# Model 3 Battery in a Pandemic



## JasonF (Oct 26, 2018)

Because I had been furloughed for a few weeks, and I'm just now resuming work somewhat from home, my Model 3 has unfortunately been spending most of the week in my garage. When it does go out lately, it's usually not for long drives, just for short runs to the few places that have reopened so far. When it's stored, it's in a garage that during the spring/summer months is between 85 and 95 degrees, which according to Bjorn Nyland's videos should keep the battery at its happiest.

Unfortunately the lack of activity seems to have gradually reduced the capacity of the battery. I tried using the low-impact rebalance method - charge above 90% and then let the car sit for a couple of days, which was easy given the circumstances - but it actually _reduced_ the capacity further. It used to average about 285 miles at 90%, now it's averaging 280 instead. I thought perhaps it was just the estimation that changed, but it does seem to top out at 307 miles at 100% - it's supposed to be rated for 325

That means at 2 years old in July, the battery seems to have possibly permanently lost about 6% of its capacity. I believe that's supposed to be considered normal-ish for the first few years of ownership? The alarming part though is just under half of that loss occurred during the last 3 months. It could be a coincidence - perhaps just before the battery loss stabilizes is when it loses the most. And of course, I don't actually know if it will stop there.

So I guess the question is...is this in line with what other people are seeing as well, or do I have a problem to solve?


----------



## GDN (Oct 30, 2017)

Been a few discussions about this. I'm not driving much either, and only plug in about once a week, but keep it set to 80%. I really should lower that to 70, but I like to keep enough of a charge to make it easily 100 miles in any direction in any weather to the nearest SC in case of an emergency (my mom is 82 and in Oklahoma - I've had to leave the house in under an hour to make a trip there).

To say the least - I think there could be some SW impact on this too maybe. Either way, I'm not happy with what I've got and I know @MelindaV also has some big range loss. I just ran another report to see what the last couple of months look like and the last week doesn't look good.










Blow up of the last couple of months:









That last downturn started when 2020.12.11.1 installed on May 4. This is a LR AWD purchased new in 11/2018. So - there is a full 10% loss if you count 310 as total miles, this car never had the bump to 325.


----------



## iChris93 (Feb 3, 2017)

JasonF said:


> I tried using the low-impact rebalance method - charge above 90% and then let the car sit for a couple of days, which was easy given the circumstances - but it actually _reduced_ the capacity further.


Did you try @JWardell's method?

■ Task instructions
Sum up the battery forum thread in two sentences.

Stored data
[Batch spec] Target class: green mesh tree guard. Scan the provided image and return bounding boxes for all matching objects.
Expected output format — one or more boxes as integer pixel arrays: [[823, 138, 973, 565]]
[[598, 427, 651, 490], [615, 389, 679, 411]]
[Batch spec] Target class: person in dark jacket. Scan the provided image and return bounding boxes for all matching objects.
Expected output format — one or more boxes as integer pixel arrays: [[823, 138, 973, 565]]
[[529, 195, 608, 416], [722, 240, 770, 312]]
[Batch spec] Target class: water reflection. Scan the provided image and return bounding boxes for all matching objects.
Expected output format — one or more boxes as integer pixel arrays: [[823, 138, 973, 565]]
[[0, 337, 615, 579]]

■ Output
JasonF says his Model 3, mostly parked in his garage during a furlough, now tops out at 307 miles at 100% instead of its rated 325, and a rebalance attempt lowered its capacity further. GDN reports a similar loss on an LR AWD bought new in 11/2018, with a downturn that started when 2020.12.11.1 installed on May 4, and iChris93 asks whether JasonF tried @JWardell's method.